Five delegates from KhooTech Puat Hospital in Singapore visited Dundee to find out how various aspects of technology enabled care are being used in Tayside.
The visitors heard about technology enabled care services including Florence, a text messaging service, My Diabetes, My Way, an electronic database for people living with diabetes, Attend Anywhere and Video Active.
Dr Ang Yan Hoon, senior consultant geriatric medicine at Khoo Teck Puat Hospital, said, “Thank you for the wonderful meeting with the Tayside team and learning about the diabetes networks, Attend Anywhere, Florence and Video Active. It really helps us to understand what technology can do to help patients. We’re looking forward to implementing these telehealth initiatives back home in Singapore.”
In 2016, Angus Health and Social Care Partnership was awarded funding from the Scottish Government Technology Enabled Care Fund to test the introduction of Florence, a text messaging service to help people self-manage their long-term condition, reducing surgery visits and hospital admissions.

§ Problem 1:
Reproduce the passage of the text on the Singapore delegation's Tayside visit, starting with "The visitors heard" and going on through "Anywhere and Video Active.".
§ Problem 2:
In the text on the Singapore delegation's Tayside visit, which body awarded funding to Angus Health and Social Care Partnership in 2016?
§ Problem 3:
Write the next part of the text on the Singapore delegation's Tayside visit, picking up after its last sentence.

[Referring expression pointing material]
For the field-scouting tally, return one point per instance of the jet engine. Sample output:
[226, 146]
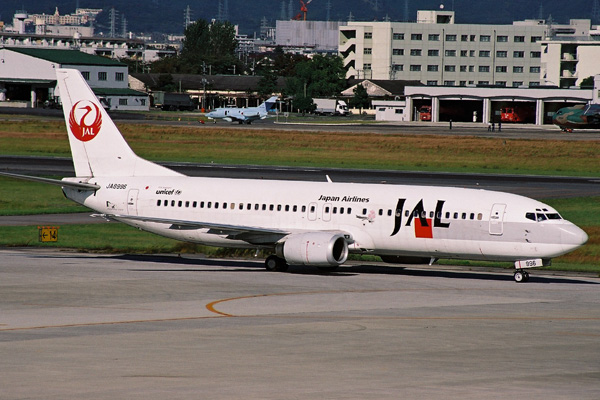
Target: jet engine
[314, 248]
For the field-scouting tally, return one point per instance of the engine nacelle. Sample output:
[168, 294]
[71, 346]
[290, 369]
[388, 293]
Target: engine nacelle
[314, 248]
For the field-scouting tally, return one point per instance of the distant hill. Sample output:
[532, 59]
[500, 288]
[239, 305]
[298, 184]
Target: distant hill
[167, 16]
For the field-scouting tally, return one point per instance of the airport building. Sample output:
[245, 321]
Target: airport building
[35, 85]
[436, 51]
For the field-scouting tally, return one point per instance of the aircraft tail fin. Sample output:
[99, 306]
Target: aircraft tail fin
[97, 145]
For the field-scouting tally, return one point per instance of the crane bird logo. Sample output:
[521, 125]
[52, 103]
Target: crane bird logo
[79, 120]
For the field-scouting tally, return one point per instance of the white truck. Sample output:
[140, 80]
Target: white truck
[331, 107]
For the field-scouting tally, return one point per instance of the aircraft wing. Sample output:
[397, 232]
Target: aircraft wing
[250, 234]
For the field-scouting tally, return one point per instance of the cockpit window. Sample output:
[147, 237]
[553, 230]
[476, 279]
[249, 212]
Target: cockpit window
[542, 216]
[530, 216]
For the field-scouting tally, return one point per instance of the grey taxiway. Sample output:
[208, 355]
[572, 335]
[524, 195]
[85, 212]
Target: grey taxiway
[76, 326]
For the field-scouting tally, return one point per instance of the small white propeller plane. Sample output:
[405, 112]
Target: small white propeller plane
[302, 223]
[243, 115]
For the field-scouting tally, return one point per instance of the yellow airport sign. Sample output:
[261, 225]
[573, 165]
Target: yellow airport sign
[48, 233]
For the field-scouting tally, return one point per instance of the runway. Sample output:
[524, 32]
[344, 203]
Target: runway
[76, 326]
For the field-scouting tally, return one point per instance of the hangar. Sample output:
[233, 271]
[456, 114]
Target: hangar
[484, 104]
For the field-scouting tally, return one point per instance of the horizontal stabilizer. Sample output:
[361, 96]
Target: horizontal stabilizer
[57, 182]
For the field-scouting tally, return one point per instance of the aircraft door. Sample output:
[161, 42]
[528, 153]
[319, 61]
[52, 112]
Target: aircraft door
[312, 212]
[132, 202]
[497, 219]
[326, 212]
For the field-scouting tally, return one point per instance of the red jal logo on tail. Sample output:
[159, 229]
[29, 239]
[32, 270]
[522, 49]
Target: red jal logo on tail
[79, 117]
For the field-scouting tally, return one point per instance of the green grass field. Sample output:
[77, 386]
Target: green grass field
[275, 147]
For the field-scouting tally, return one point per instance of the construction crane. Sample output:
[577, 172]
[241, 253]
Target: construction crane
[303, 9]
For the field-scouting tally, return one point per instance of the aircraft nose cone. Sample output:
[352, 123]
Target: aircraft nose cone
[572, 236]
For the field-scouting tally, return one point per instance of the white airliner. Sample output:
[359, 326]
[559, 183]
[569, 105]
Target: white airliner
[302, 223]
[243, 115]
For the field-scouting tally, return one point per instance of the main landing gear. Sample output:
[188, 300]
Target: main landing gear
[275, 264]
[521, 276]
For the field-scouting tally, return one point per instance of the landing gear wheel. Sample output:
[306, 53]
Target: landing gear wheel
[521, 276]
[274, 263]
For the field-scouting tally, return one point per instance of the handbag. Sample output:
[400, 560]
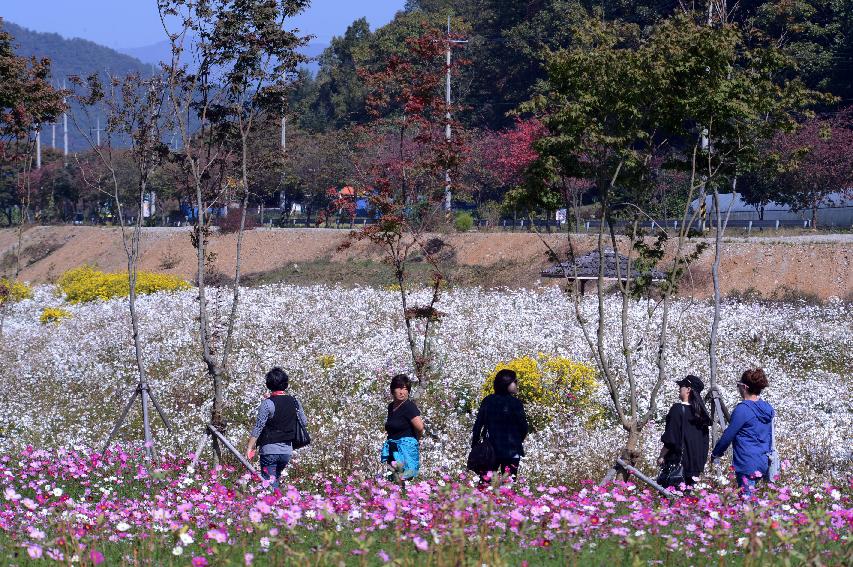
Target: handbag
[672, 469]
[482, 457]
[301, 438]
[774, 461]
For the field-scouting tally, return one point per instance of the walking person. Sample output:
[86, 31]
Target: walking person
[749, 432]
[275, 427]
[501, 419]
[404, 427]
[686, 437]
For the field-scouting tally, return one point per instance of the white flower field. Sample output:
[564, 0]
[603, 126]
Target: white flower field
[64, 384]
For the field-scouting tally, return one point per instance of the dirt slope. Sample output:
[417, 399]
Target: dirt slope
[817, 266]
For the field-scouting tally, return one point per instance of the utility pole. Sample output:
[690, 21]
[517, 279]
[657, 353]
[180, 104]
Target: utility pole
[448, 194]
[64, 130]
[38, 147]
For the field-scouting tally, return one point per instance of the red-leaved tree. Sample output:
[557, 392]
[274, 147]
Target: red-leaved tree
[404, 157]
[817, 162]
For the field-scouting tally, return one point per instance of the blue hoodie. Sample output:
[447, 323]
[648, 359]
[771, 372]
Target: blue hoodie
[750, 435]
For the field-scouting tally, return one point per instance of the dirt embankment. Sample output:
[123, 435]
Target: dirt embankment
[807, 266]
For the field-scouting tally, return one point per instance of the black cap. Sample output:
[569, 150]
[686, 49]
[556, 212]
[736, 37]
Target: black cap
[691, 382]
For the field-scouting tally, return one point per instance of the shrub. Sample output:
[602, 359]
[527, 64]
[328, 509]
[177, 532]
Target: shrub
[549, 384]
[85, 284]
[13, 291]
[463, 222]
[230, 223]
[53, 315]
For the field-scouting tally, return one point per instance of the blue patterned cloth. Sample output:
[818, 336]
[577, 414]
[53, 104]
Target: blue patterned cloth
[406, 455]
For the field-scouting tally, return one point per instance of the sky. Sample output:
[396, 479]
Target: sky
[135, 23]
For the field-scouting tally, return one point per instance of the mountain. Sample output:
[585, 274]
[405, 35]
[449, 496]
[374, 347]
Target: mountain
[155, 53]
[73, 57]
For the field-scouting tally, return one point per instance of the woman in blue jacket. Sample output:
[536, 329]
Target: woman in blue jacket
[749, 432]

§ Answer area 1:
The visitors heard about technology enabled care services including Florence, a text messaging service, My Diabetes, My Way, an electronic database for people living with diabetes, Attend Anywhere and Video Active.

§ Answer area 2:
The Scottish Government Technology Enabled Care Fund.

§ Answer area 3:
Explaining how Florence works, locality improvement manager in Angus Sally Wilson said, “Patients with a range of conditions are sent regular texts asking them for information, for example blood pressure or weight. Patients then test themselves and send in the results.
“All their readings are collated on a web interface which can be viewed by clinicians, but it feels just like sending a text message to a friend. Crucially, if their readings fall outwith certain parameters, a text will be sent back to the patient advising them that, for example, their blood pressure is a bit high and what to do next.”
NHS Tayside eHealth technical consultant Scott Cunningham gave the visitors a demonstration of SCI-Diabetes and My Diabetes My Way, both developed in Dundee.
My Diabetes My Way is an online self-management portal for people with diabetes in Scotland, allowing online records access for everyone diagnosed across the nation. Currently, over 35,000 patients have registered to use the service, with over 18,000 having logged in to access their data.
SCI-Diabetes is the shared electronic database for diabetes in Scotland, used by all members of the healthcare team to effectively manage patients as they move through their routine clinical care. There are now 300,000 people with diabetes in Scotland and this population-based resource is the only available across a whole nation worldwide.
Jimmy Black from Dundee Voluntary Action also showed the visitors Attend Anywhere, a web-based platform that helps healthcare providers offer video call access to their services and Video Active which enables people, for example in care homes, to take part in seated physical activity remotely.